### Data records

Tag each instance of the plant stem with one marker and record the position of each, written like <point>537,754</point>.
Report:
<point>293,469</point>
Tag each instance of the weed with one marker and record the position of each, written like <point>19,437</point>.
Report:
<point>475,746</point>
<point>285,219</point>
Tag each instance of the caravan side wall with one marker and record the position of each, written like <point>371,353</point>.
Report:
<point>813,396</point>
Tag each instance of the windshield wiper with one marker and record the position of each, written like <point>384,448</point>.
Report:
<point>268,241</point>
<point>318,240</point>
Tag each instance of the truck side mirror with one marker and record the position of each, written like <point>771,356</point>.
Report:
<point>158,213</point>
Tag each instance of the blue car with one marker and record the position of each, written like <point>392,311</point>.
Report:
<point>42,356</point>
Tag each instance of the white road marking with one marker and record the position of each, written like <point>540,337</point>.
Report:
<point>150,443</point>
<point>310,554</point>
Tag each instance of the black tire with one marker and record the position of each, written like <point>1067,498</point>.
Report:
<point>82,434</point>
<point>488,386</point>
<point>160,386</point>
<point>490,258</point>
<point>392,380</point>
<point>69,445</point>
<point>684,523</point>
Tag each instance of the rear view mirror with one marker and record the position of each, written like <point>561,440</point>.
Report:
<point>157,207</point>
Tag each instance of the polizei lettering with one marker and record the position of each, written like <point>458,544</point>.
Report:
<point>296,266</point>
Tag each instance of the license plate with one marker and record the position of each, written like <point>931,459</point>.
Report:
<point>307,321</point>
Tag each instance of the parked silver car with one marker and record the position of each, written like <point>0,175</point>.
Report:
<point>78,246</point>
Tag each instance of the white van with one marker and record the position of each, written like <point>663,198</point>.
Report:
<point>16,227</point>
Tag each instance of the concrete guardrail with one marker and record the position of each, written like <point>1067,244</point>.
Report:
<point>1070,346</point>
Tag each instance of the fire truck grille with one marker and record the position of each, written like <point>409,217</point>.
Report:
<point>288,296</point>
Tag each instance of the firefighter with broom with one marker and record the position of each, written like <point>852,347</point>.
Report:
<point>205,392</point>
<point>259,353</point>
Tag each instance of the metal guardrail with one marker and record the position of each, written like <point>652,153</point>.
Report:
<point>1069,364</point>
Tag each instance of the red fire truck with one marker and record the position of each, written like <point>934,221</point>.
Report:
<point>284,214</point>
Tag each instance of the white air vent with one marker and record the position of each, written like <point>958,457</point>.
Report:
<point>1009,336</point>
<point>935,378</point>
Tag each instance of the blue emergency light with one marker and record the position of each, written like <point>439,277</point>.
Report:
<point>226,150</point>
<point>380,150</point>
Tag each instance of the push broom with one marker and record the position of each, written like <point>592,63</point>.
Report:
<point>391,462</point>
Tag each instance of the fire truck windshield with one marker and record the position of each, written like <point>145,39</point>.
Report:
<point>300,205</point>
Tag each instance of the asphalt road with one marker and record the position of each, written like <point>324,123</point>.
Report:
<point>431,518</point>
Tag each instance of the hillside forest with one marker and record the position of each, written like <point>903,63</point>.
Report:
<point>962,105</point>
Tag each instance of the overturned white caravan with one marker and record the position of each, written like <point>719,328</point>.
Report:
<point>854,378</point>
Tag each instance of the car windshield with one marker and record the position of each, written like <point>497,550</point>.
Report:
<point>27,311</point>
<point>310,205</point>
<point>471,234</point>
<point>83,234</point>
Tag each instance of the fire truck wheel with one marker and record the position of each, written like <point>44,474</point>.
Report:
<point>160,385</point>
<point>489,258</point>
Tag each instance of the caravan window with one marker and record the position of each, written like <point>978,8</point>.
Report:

######

▶ [What this task involves]: Can you reproduce all of the lines above word for word, without changing anything?

▶ [Result of the exercise]:
Tag each instance of the plant stem with one marker and record the position of each, written like <point>537,754</point>.
Report:
<point>293,469</point>
Tag each instance of the weed with one marker and record the position of each, written like <point>19,437</point>.
Report:
<point>475,746</point>
<point>285,219</point>
Tag each instance of the caravan side wall with one marker and record the position of each, written like <point>371,353</point>.
Report:
<point>813,396</point>
Tag each instance of the windshield wiper with one marker and record the position of each, written like <point>384,448</point>.
Report:
<point>268,241</point>
<point>318,240</point>
Tag each instance of the truck side mirror with one marker and record the position of each, written like <point>771,356</point>.
Report:
<point>158,213</point>
Tag each instance of the blue car with one marker and record the position of each, written like <point>392,311</point>.
Report:
<point>42,356</point>
Tag each instance of the white road marking with one marker and record the position of each, written like <point>540,337</point>.
Report:
<point>150,443</point>
<point>310,554</point>
Tag each instance of the black tire with one marker and record the position of each, written like <point>1067,498</point>.
Report:
<point>82,434</point>
<point>488,386</point>
<point>160,386</point>
<point>490,258</point>
<point>392,380</point>
<point>69,445</point>
<point>684,523</point>
Tag each instance of the rear view mirror with one marker and record the position of each, written like <point>561,440</point>.
Report:
<point>157,207</point>
Tag each instance of the polizei lettering with one marker and record the position of each, written like <point>458,544</point>.
Report:
<point>296,266</point>
Tag each instance of the license plate with one marker and record the position of each, written like <point>931,459</point>.
Report:
<point>307,321</point>
Tag each instance of the parked silver car with one marker and record the position of each, written like <point>0,175</point>.
Report:
<point>78,246</point>
Tag each instance of the white van with one marker and record the position of each, written like <point>663,198</point>.
Report:
<point>16,227</point>
Tag each instance of the concrete guardrail with one marker and record the position of each, written like <point>1067,244</point>.
Report:
<point>1070,346</point>
Tag each instance of the fire truck grille with one marker and record the position of each, written like <point>409,217</point>.
Report:
<point>288,296</point>
Tag each instance of the firefighter with broom with one marker and record the position of each, written like <point>852,347</point>.
Report:
<point>205,392</point>
<point>259,353</point>
Tag each instance of the metal guardrail with one marker and record the position of each, written like <point>652,153</point>.
Report:
<point>1069,364</point>
Tag each instance of the red fire truck with one marker and record the position of each, written like <point>934,221</point>.
Report:
<point>284,214</point>
Tag each instance of the white air vent with one marker and record the position of each, written like <point>958,457</point>.
Report:
<point>1009,336</point>
<point>935,378</point>
Tag each instance of the blue emergency light with one marker and record the position of each, written like <point>439,277</point>.
Report:
<point>226,150</point>
<point>380,150</point>
Tag each instance of the push broom with one marker and record the position of each, written like <point>592,63</point>.
Report:
<point>391,462</point>
Tag each instance of the fire truck windshield with one marker and record the position of each, written like <point>145,39</point>.
Report:
<point>300,205</point>
Tag each instance of the asphalt road with one marker and record the position of each, written like <point>324,123</point>.
Report:
<point>431,518</point>
Tag each instance of the hillside forest with one marker and record the position of each, written like <point>903,63</point>.
Report:
<point>962,105</point>
Tag each instance of the overturned white caravan with one marker and record the position of each, written like <point>719,328</point>.
Report:
<point>854,378</point>
Tag each instance of the car windshield with one marker and record the position of each, written like <point>497,550</point>.
Report:
<point>27,311</point>
<point>310,205</point>
<point>471,234</point>
<point>83,234</point>
Tag each instance of the fire truck wheel with one marker and record the position of each, written like <point>44,474</point>.
Report:
<point>160,385</point>
<point>489,258</point>
Tag each instance of the caravan window with one marker and record the position of each, written like <point>978,8</point>.
Report:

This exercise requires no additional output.